▽

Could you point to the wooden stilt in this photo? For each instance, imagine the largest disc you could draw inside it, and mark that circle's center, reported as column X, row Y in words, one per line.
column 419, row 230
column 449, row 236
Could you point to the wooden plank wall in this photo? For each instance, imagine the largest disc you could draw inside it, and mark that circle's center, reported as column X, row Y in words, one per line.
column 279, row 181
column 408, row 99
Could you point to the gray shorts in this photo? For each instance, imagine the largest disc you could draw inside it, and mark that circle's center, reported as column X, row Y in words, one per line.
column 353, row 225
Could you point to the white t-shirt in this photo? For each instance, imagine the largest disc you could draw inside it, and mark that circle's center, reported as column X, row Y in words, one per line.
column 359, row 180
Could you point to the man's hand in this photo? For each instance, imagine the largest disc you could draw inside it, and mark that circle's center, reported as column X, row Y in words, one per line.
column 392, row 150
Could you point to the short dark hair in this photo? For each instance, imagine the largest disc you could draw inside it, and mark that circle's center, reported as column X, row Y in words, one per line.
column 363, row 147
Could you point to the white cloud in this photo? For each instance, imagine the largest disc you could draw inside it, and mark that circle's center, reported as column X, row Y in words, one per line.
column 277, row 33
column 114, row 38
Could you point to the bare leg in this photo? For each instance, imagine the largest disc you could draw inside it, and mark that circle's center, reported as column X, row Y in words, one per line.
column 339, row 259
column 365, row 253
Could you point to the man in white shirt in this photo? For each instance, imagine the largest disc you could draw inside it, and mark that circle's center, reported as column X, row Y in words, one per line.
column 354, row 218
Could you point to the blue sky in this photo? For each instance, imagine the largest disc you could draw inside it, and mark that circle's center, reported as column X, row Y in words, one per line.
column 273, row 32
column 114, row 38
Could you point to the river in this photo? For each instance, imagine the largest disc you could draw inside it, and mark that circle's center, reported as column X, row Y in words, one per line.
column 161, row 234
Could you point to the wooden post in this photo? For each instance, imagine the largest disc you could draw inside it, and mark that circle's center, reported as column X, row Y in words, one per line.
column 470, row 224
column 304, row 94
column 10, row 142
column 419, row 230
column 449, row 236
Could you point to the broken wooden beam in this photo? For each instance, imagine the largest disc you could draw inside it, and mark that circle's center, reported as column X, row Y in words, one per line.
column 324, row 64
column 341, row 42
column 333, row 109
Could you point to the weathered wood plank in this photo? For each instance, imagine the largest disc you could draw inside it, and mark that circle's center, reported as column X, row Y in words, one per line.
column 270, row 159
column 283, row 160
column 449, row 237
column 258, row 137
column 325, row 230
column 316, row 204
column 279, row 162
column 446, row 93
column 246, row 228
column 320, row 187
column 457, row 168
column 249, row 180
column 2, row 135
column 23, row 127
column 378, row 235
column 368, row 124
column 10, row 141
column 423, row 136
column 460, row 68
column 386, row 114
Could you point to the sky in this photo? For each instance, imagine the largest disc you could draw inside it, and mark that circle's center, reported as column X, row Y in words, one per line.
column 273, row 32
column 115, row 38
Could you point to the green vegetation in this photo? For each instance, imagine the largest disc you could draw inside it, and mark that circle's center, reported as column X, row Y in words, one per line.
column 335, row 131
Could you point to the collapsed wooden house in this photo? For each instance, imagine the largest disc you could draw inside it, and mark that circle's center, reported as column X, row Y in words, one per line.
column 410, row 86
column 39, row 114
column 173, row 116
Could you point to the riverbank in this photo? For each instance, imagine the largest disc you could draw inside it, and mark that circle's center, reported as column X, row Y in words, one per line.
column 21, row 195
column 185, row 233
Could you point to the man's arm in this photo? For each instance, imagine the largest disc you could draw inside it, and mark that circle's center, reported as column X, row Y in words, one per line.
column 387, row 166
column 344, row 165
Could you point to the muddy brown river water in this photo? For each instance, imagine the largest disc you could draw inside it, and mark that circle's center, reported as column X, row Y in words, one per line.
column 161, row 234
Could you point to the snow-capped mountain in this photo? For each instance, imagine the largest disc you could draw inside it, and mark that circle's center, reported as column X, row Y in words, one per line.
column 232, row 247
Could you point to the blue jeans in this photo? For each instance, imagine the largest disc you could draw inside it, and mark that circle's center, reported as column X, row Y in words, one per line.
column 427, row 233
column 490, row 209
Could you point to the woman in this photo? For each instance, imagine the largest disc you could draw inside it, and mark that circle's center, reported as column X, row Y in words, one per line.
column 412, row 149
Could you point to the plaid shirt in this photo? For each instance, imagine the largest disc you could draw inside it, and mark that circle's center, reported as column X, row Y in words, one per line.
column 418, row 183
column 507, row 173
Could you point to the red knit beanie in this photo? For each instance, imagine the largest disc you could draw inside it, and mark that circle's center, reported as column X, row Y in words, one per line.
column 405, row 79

△

▸ WHAT YOU HAVE TO DO
Word for word, restate all of the data shown above.

▸ OUTPUT FOR THIS EXERCISE
Could you point to the wooden stilt in this photo? For each instance, imagine the largest disc you could draw inside it, and mark that circle's center, reported as column X, row Y in words, one per line.
column 419, row 230
column 449, row 236
Could you point to the wooden plank wall in this photo? For each instance, imagine the largest disc you could draw inside it, and mark that circle's center, reported as column X, row Y in words, one per line.
column 279, row 181
column 408, row 99
Could you point to the gray shorts in this photo? For each instance, imagine the largest disc you could draw inside it, and mark that circle's center, reported as column X, row Y in words, one per line.
column 353, row 225
Could you point to the white t-shirt in this photo? For each instance, imagine the largest disc you could draw inside it, and mark that circle's center, reported as column X, row Y in words, one per line.
column 359, row 180
Could you point to the man's hand in this photo? For each instance, imagine the largest disc you could draw inside it, and mark that circle's center, reported as column X, row Y in words, one per line.
column 392, row 150
Could you point to the short dark hair in this photo? For each instance, imagine the largest disc you could draw inside it, and mark that circle's center, reported as column X, row Y in words, one per line.
column 363, row 147
Could you point to the white cloud in this photo? For each instance, imagine the largest disc you could draw inside it, and mark that circle's center, reported as column X, row Y in words, one per line.
column 277, row 33
column 114, row 38
Could you point to the bare leg in this photo? For each instance, imagine the largest disc you could draw inside it, and mark that circle's center, reported as column X, row Y in words, one per line.
column 339, row 259
column 365, row 253
Could you point to the man in white shirt in this photo? For each instance, imagine the largest disc you could draw inside it, and mark that circle's center, reported as column X, row Y in words, one per line.
column 354, row 218
Could you point to the blue sky in this photo? For each instance, imagine the largest disc you could draw inside it, and mark that circle's center, reported as column X, row Y in words, one per line.
column 273, row 32
column 114, row 38
Could you point to the river in this photo? For each instance, imagine the largest disc you could draw inside it, and mark that circle's center, reported as column X, row Y in words, one per line.
column 161, row 234
Could you point to the wooden post in this photo? For each instance, imagine the largest disc you could draw inside it, and mark that circle's center, reported as column X, row Y in words, one per line.
column 470, row 224
column 304, row 94
column 10, row 142
column 419, row 230
column 449, row 236
Could you point to the broken wooden beam in this photo? For each instance, imagine the largest disc you could draw inside it, and mark that circle's center, reported as column X, row Y in words, one per line.
column 324, row 64
column 341, row 42
column 333, row 109
Could you point to the weathered wood plank in this photo? For each instance, imagine the largest disc you could draw inside it, and mark that circle's center, reported as column X, row Y in words, one per line.
column 270, row 159
column 283, row 160
column 449, row 237
column 258, row 137
column 325, row 230
column 316, row 204
column 279, row 162
column 446, row 93
column 246, row 228
column 320, row 187
column 457, row 168
column 249, row 180
column 2, row 135
column 23, row 127
column 378, row 235
column 368, row 124
column 10, row 141
column 423, row 136
column 460, row 68
column 386, row 114
Could you point to the sky in this photo? For each instance, imagine the largest disc you could draw inside it, and mark that circle's center, reported as column X, row Y in words, one per line.
column 273, row 32
column 115, row 38
Could you point to the green vegetation in this photo? For each instance, imagine the largest disc you could draw inside it, and mark that circle's center, reported as column X, row Y in words, one per line.
column 335, row 131
Could you point to the collapsed wooden house in this photo? For each instance, imagine the largest disc you could draw inside it, and mark that circle's center, reported as column X, row Y in words, one per line.
column 410, row 86
column 39, row 114
column 173, row 116
Could you point to the riverbank in this photo? For each instance, imagine the largest disc you could draw inside it, and mark that circle's center, reported as column X, row Y in words, one per line.
column 21, row 195
column 185, row 233
Could you point to the man's arm in this photo? For each instance, imagine the largest disc you could draw inside it, and mark that circle's center, reported as column X, row Y in words, one per line.
column 387, row 166
column 344, row 165
Could you point to the muddy brown river water in this photo? For each instance, imagine the largest disc you could draw inside it, and mark that circle's center, reported as column X, row Y in words, one per line.
column 161, row 234
Could you point to the snow-capped mountain in this photo? For each instance, imagine the largest disc you could draw inside it, and mark that circle's center, reported as column X, row Y in words, one per line.
column 232, row 247
Could you point to the blue jeans in this photo? For each instance, imagine the largest disc you could draw inside it, and mark that circle's center, reported as column X, row Y in words, one per line.
column 427, row 233
column 490, row 209
Could you point to the woman in this photo? For each instance, imagine the largest disc you could draw inside it, and mark that circle's center, reported as column X, row Y in words, one per line.
column 412, row 149
Could you point to the plaid shirt in this photo? For each instance, imagine the largest disc you could draw inside it, and mark that circle's center, reported as column X, row Y in words, one per line.
column 418, row 183
column 507, row 173
Could you point to the red knit beanie in this photo? For each instance, imagine the largest disc you could draw inside it, and mark that circle's center, reported as column X, row Y in words, one per line.
column 405, row 79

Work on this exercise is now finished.